Your instructions: Copy the material below word for word, with every line unchanged.

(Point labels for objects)
● ● ● ● ●

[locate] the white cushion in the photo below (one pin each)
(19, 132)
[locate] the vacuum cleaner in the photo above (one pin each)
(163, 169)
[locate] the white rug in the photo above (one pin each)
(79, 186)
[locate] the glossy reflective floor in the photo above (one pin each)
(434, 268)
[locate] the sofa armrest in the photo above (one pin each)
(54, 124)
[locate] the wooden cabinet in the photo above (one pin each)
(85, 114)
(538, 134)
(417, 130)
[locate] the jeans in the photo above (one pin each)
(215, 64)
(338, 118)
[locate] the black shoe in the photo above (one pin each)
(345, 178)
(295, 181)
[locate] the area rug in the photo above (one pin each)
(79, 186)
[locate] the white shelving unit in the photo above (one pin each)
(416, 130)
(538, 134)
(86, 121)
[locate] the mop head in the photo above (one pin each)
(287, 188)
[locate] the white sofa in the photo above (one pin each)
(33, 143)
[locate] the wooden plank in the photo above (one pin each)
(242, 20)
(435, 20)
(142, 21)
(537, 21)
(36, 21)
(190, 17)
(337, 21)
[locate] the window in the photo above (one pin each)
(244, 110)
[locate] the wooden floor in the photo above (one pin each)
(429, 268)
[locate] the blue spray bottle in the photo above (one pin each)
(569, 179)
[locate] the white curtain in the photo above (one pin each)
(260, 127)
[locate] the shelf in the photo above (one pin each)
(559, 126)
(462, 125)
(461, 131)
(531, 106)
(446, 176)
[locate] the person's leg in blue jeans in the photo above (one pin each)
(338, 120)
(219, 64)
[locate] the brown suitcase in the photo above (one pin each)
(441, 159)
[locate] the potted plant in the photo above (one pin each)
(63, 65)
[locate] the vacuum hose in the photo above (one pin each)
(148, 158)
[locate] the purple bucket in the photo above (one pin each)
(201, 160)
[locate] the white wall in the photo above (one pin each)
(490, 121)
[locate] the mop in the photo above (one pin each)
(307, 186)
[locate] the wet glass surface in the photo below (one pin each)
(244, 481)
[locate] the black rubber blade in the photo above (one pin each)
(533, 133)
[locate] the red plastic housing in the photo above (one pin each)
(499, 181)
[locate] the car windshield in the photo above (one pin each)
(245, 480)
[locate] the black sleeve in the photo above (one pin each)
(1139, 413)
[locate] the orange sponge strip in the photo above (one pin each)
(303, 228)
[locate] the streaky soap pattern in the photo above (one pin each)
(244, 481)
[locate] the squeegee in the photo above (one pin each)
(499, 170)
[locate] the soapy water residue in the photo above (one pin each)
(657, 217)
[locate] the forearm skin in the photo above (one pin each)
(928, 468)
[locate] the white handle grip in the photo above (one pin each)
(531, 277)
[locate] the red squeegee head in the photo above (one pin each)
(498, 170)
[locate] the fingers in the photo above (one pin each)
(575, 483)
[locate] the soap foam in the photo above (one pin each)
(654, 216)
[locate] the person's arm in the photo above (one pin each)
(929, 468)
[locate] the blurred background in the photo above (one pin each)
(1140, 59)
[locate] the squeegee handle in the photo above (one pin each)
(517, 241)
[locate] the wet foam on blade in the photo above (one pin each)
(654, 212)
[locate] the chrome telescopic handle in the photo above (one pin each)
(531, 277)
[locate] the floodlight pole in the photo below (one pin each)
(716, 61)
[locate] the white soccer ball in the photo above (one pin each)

● ● ● ● ●

Solution to the exercise:
[locate] the white cushion in the photo below (one pin each)
(19, 132)
[locate] the vacuum cleaner in the photo above (one pin each)
(163, 169)
[locate] the white rug in the photo above (one pin each)
(79, 186)
[locate] the glossy reflective floor in the photo above (one pin each)
(434, 268)
[locate] the sofa armrest in the photo above (one pin each)
(54, 124)
[locate] the wooden cabinet in the photo above (one pin each)
(85, 114)
(538, 134)
(417, 130)
[locate] the jeans in the photo above (one pin each)
(215, 64)
(338, 118)
[locate] the black shoe in the photo above (one pin each)
(345, 178)
(295, 181)
[locate] the area rug in the photo above (one pin each)
(79, 186)
[locate] the white shelving unit in the photo above (one pin each)
(416, 130)
(538, 134)
(86, 121)
[locate] the mop head in the photo above (one pin each)
(287, 188)
[locate] the white sofa in the photo above (one pin each)
(33, 143)
[locate] the wooden plank in the photo above (one pin each)
(242, 20)
(435, 20)
(142, 21)
(537, 21)
(36, 21)
(190, 17)
(337, 21)
[locate] the window in the photo above (one pin each)
(244, 110)
[locate] the wooden floor in the photo above (one pin each)
(429, 268)
[locate] the blue spray bottle in the photo above (one pin each)
(569, 179)
[locate] the white curtain in the photo above (one pin each)
(260, 127)
[locate] the shelf in the photo above (one pin each)
(559, 126)
(462, 125)
(461, 131)
(531, 106)
(446, 176)
[locate] the person's leg in blue jeans in the photo above (one pin each)
(338, 120)
(219, 64)
[locate] the brown suitcase in the photo above (one pin each)
(441, 159)
[locate] the potted plant in the photo above (one pin each)
(63, 65)
[locate] the vacuum hose in the photo above (one pin each)
(148, 158)
[locate] the purple bucket in the photo above (one pin each)
(201, 160)
[locate] the white wall in the photo above (one pin each)
(490, 121)
[locate] the mop in the photo above (one pin each)
(307, 186)
[locate] the wet glass surface in the photo below (one pin each)
(244, 481)
[locate] the black rubber blade in the photo above (one pin each)
(533, 133)
[locate] the red plastic housing in the photo above (one pin each)
(499, 181)
[locate] the car windshield in the photo above (one pin each)
(245, 480)
[locate] the black sleeve in the photo above (one pin each)
(1139, 413)
[locate] the orange sponge strip in the photo above (one pin each)
(303, 228)
[locate] the streaky soap pattern in the photo above (one pin each)
(244, 481)
[locate] the squeegee in the photo above (one pin each)
(499, 170)
[locate] the soapy water residue in the photo above (one pin each)
(657, 217)
[locate] the forearm skin in the photo above (one pin each)
(928, 468)
[locate] the white handle grip in the photo above (one pin each)
(531, 277)
[locate] the red squeegee head in the photo above (one pin each)
(498, 170)
[locate] the fingers in the photo above (one pin each)
(575, 483)
[locate] the soap foam in the photo above (one pin each)
(654, 216)
[locate] the person's arm in the photo above (one pin each)
(929, 468)
[locate] the blurred background in the photo above (one pin each)
(1140, 59)
[locate] the squeegee handle in the photo above (one pin each)
(517, 241)
[locate] the wet foam on blade in the photo above (one pin each)
(654, 212)
[locate] the chrome telescopic handle in the photo above (one pin each)
(531, 277)
[locate] the floodlight pole in the photo below (one pin each)
(716, 61)
[locate] the white soccer ball in the photo above (one pin each)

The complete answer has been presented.